REQUIREMENTS:
**1)** In the farm sell-off thread, what is the asking price for the flock of Muscovy ducks?
**2)** Extend the farm sell-off forum thread past its final post.
** Begin TEXT PASSAGE **
# WNC farm sell off!!



## chickenista

Hey NC Homestead-y type folks.. Due to family circumstances, we are having to move and give it all up. (2 year time limit before we move back out to the country. firm!) But until then, we have to rehome some critters. I thought I would offer some to you guys. Butcher ready CornishX- no commercial feed, local grown feed only and free ranged - I have a dozen ready for freezer camp that we can't take with us. $8 a piece. I am in Forest City, NC. Will meet. 

And I have a flock of 70+ Muscovy meat ducks. 98% lean red meat..little beef cattle. Again.. same feed and 100% free ranged. Great on bugs and great on keeping the grass trimmed. Ridiculously tame. Great market meat! $1,500 or a pick up of comparable value for moving.

I also have Bourbon Red turkey trios. I think we have 4 trios. $100. I am telling you, we have made so much money selling turkey poults. Sell them at 6 weeks old so that they live well and prosper and you will get a reputation as selling good birds. We take pre-orders and cannot hardly meet demand.


----------



## Otter

Do you have any muscovy hatching eggs? I've got a broody 'scovie sitting on infertile eggs.


----------



## chickenista

I'll FB you about it.


----------



## tammy from wv

I wish you were closer. I would love to have some Muscovy ducks and turkeys. Too far tho.


----------



## chickenista

Yep... though I did have some one come all the way from Martinsville Va for poults this year.
** End TEXT PASSAGE **
** Begin EXTRACTED DATA **
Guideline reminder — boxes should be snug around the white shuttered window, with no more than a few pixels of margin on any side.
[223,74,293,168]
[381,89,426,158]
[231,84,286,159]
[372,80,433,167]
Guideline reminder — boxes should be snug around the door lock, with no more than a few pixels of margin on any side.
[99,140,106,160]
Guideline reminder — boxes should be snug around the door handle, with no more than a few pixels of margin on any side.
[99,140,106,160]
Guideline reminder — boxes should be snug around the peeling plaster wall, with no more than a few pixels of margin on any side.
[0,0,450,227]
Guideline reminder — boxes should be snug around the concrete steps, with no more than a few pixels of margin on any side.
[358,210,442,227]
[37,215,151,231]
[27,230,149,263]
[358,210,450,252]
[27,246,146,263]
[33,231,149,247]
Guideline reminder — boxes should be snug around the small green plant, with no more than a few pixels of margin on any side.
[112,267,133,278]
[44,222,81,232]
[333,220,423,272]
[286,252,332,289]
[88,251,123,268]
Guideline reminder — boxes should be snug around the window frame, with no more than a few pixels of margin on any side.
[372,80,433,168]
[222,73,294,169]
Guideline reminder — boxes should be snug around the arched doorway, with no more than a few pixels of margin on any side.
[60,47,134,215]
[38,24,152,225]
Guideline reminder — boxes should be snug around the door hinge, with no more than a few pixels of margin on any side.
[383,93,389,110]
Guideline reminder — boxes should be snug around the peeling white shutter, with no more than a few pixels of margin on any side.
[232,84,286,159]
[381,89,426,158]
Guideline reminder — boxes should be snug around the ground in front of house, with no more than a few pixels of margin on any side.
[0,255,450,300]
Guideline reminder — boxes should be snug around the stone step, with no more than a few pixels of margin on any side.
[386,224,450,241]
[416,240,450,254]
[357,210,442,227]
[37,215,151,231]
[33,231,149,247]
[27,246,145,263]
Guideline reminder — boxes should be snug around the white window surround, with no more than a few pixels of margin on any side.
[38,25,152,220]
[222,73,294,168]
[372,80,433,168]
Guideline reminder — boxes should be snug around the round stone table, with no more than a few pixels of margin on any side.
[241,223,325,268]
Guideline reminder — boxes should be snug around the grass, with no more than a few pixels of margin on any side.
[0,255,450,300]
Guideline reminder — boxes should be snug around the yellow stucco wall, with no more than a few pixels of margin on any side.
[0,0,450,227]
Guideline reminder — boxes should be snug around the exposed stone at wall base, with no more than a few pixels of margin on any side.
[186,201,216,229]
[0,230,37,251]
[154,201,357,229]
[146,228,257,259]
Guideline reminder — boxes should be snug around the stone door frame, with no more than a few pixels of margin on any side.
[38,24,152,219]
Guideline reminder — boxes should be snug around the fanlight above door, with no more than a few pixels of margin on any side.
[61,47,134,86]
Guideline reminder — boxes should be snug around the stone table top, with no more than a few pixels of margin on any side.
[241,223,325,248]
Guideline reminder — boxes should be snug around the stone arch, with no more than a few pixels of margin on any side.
** End EXTRACTED DATA **
** Begin EXTRACTED DATA **
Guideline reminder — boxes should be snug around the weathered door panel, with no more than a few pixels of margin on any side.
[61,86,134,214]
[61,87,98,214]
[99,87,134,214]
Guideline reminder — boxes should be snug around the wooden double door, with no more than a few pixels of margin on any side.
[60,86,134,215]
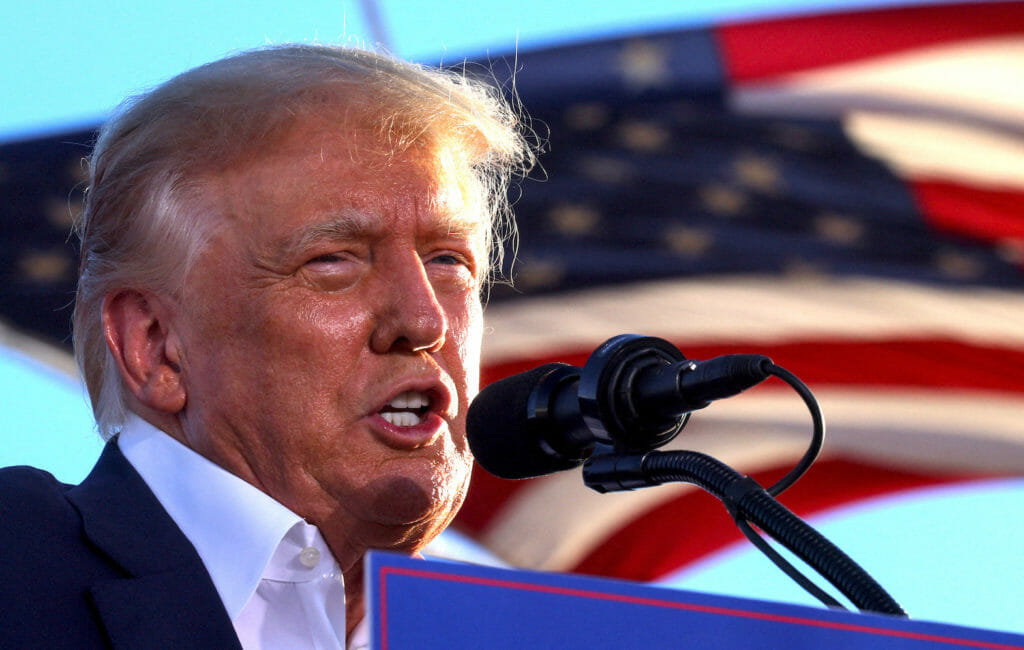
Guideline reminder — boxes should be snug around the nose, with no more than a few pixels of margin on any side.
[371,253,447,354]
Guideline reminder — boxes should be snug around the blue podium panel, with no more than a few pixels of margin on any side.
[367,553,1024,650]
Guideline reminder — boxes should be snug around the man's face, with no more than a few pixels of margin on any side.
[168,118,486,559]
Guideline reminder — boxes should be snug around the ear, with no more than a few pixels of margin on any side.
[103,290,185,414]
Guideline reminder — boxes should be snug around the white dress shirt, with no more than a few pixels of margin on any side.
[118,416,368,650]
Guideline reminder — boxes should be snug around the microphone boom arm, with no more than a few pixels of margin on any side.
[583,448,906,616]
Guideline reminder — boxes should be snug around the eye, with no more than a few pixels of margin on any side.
** End EXTRACTED DATA **
ANSWERS BELOW:
**1)** $1,500, or a pickup of comparable value for moving.

**2)**
----------



## luvrulz

Where is WNC? Do you still have the turkeys?


----------



## chickenista

I am just at the base of the mountains on 26. 
About 45 minutes south of Asheville, an hour west of Charlotte and an hour from Greenville, SC.
But that is a long, long, long way to drive for turkeys.. that wouldn't fare very well on such a long trip.


----------



## tailwagging

NOOOOO!!!!!! don't move!!! don't move!!!!!:Bawling::Bawling:


----------



## chickenista

Got to, Joy.
Gotta go.
The plans we had made fell through, so we are delayed, but still gotta go.
I feel bad that we didn't spend more time together.
My husband really likes yours.. and we all know that that is a rarity. 
And I like you too, of course.


----------



## tailwagging

where and when are you going??


----------



## chickenista

Don't know and don't know.
Had plans, but they went up in smoke so we are making a new plan.
Right now we are focusing on getting the place into order for viewing etc...
the straits, they are dire indeed.


----------



## chickenista

And if an HTer wants some Muscovies.. for you they are free.
Can't bear to give them away free to just anyone to be mistreated or killed by dogs etc..
Better to dispatch them quick than to do that.
Gack.. my heart is just sick.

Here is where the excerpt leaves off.